+++ Source passage +++

As you understand, the activities of Mairanovsky and his death laboratory are not jokes and not general “theoretical”
accusations. I immediately recall the information that in Hitler’s Dachau concentration camp, if I may say so, “Doctor” Rascher ran approximately the same death laboratory, where savage experiments were carried out on prisoners. This needs to be investigated. Rudenko and his assistant Smirnov began interrogating Merkulov on this issue even before his arrest, as a witness. Here are excerpts from the protocol.
“Question: What do you know about the experiments that were carried out on persons under investigation during the development of the so-called “candor problem”?
Answer: I know nothing about these experiments.
Question: Mayranovsky shows that on the issue of conducting these experiments, he approached you in 1942, that you became interested in these data and gave instructions to conduct these studies on persons under investigation. Is it correct?
Answer: I can’t remember anything about this.
Question: Mairanovsky shows that, in accordance with your instructions, three types of defendants were identified: those who confessed, those who did not confess, and those who partially confessed. Mairanovsky and the investigators carried out experiments on them. Do you know this?
Answer: No, I don’t know anything about this.
Question: Mairanovsky shows that he reported to you about the results of the experiments carried out on those under investigation to obtain frank testimony from them, that you approved this work, and told Mairanovsky that you would nominate him for the Stalin Prize. Is this correct?
Answer: I can’t remember anything about it. But I want to supplement my previous testimony. I remembered, thinking about issues related to Mayranovsky; once he asked me to go with him to see the cell in which there was a prisoner sentenced to heavy punishment. This convict was given poison by Mairanovsky. I can’t remember where this cell was located in the main NKVD building or in any other one. I remember that, approaching the cell door, I looked through a small glass window and saw a man lying on the bed. After that I left. I don’t remember whether there was anyone else with me then, except Mairanovsky.”

+++ The data +++

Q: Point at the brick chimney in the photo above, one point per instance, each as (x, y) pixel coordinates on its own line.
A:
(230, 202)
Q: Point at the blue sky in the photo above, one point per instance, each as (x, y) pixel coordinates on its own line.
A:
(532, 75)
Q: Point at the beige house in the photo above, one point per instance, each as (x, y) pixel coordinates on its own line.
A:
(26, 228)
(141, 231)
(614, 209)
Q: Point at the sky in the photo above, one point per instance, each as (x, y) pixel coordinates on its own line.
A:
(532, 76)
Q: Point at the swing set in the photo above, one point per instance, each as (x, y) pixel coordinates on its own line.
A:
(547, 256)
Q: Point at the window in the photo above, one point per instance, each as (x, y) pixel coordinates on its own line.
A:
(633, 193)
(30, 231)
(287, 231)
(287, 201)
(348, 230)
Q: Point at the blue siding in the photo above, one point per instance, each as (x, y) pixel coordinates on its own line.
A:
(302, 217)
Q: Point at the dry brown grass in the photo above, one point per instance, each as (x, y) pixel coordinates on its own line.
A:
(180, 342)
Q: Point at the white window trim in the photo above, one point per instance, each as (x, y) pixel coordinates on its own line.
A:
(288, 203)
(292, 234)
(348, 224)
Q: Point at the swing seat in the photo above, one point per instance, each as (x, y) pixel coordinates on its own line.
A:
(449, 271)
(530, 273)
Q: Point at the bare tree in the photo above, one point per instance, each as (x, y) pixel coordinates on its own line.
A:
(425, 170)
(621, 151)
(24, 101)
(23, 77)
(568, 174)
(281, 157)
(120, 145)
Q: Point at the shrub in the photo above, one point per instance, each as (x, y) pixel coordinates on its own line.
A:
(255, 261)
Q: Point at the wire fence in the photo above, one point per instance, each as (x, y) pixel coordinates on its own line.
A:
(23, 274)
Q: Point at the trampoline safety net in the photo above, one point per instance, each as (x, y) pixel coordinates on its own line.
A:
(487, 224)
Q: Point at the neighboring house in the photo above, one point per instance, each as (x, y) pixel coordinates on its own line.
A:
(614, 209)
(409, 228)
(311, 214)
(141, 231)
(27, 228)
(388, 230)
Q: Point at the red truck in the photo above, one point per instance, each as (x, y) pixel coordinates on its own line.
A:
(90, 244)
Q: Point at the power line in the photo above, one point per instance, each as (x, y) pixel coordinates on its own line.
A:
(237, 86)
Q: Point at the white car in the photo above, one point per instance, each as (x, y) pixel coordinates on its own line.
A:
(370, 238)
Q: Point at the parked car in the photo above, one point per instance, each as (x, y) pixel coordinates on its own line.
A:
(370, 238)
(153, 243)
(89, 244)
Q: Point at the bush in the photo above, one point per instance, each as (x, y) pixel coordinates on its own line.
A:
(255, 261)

+++

▶ _Task statement_: In the passage on Merkulov's interrogation about Mairanovsky, copy out word for word the stretch from "Question: Mayranovsky shows" through "Is it correct?".

▶ _Solution for this task_:
Question: Mayranovsky shows that on the issue of conducting these experiments, he approached you in 1942, that you became interested in these data and gave instructions to conduct these studies on persons under investigation. Is it correct?